- **ページ**
===============
こじはるの映画日常

君たちはどう生きるかのこじはるの映画日常のネタバレレビュー・内容・結末

君たちはどう生きるか(2023年製作の映画)
5.0

このレビューはネタバレを含みます

@IMAXlaser

大好きなタイプの映画だった。

主人公の少年の成長が分かりやすく描かれていた。不思議な世界で成長する。この辺は千と千尋の神隠しっぽいと思った。

アオサギは案内人兼想像力、インスピレーションの化身みたいな感じかな?

マヒトは「君たちはどう生きるか」を読んで、大叔父様(宮崎駿監督?)のように物語の世界(想像の世界)に引き込まれた。本に囲まれた部屋。

引き込まれた物語の世界は過去現在未来が混在していて、その証拠に様々な時代の船が登場する。全ての時間軸が混在しているということは死人も新しい命も存在していることを裏付けている。
===============
- **資料**

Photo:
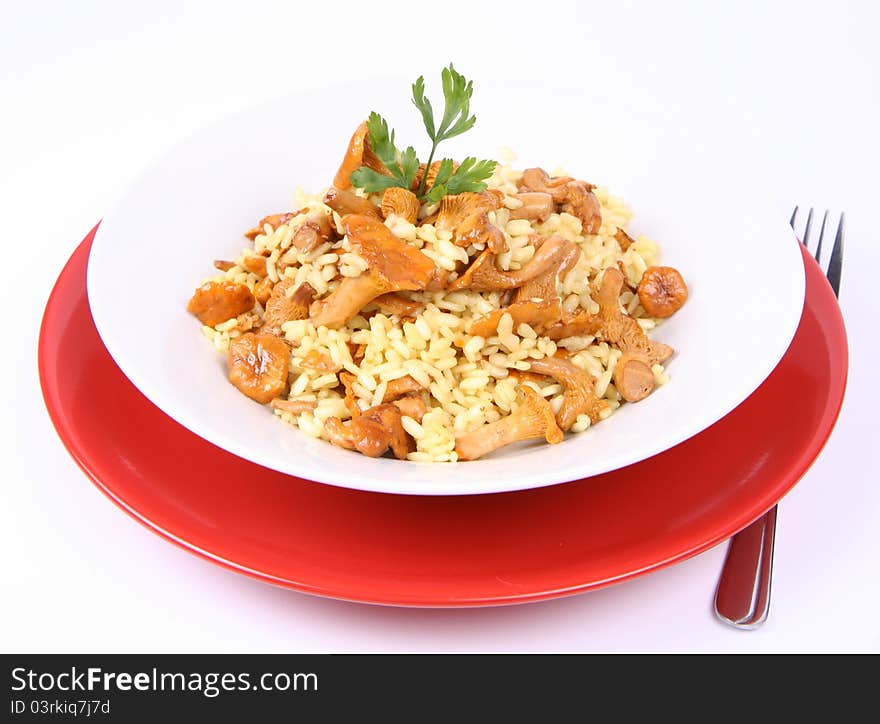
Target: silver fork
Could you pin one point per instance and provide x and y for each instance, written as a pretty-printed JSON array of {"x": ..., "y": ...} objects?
===============
- **練習問題**
#1 『君たちはどう生きるか』のレビューに名前が出てくる映画の登場人物を、すべて挙げてください。
#2 『君たちはどう生きるか』のレビューをもとに、次の問いに答えてください。
(a) この映画は何年に作られましたか。
(b) 筆者が『千と千尋の神隠し』に似ていると感じたのは、どんなところですか。
(c) 物語の世界で過去・現在・未来がまじっている証拠として、何が挙げられていますか。
#3 『君たちはどう生きるか』のレビューの最後の文のあとに、続きを書いてください。

- **解答**
#1
マヒト(主人公の少年)
アオサギ
大叔父様

#2
(a) 2023年
(b) 主人公の少年が、不思議な世界で成長していくところ
(c) いろいろな時代の船が出てくること

#3
そんな世界でマヒトは命について学んでいく。巨大な魚を捌く描写、産まれる命と理不尽に死ぬ命、巡る命。その中で
義理の母の心の内を知り、命の持つ''悪意'' とも向き合った。

積み木は墓の石、つまりひとつの石が一人の人生。一人一つしか積むことが出来ない。''悪意''のある積み木は不安定で重ねるのが大変である。

大叔父様?が悪意の無い石を集め、積ませようとするが自らの''悪意'' を知った主人公は拒否し、元の世界に戻ることを決意する。(物語の世界には居られない)
仮に''悪意''の無い13の石を宮崎駿監督の長編映画とすると、宮崎駿監督の作品のみで作る世界は結局、現実ではなく虚構でしかない。

主人公は''悪意''の蔓延る戦時中の世界で不安定な積み木を重ね続けることを選んだ。

現実に戻ったマヒトは石を持ち帰っていた。これは恐らく母の命?「いつか忘れてしまうけれど、それでもいいんだ」というセリフはグッときた。

戦時中の時代背景と重ねたこの映画を通して、宮崎駿監督は現代の私たちに大切なメッセージを残したのだと思う。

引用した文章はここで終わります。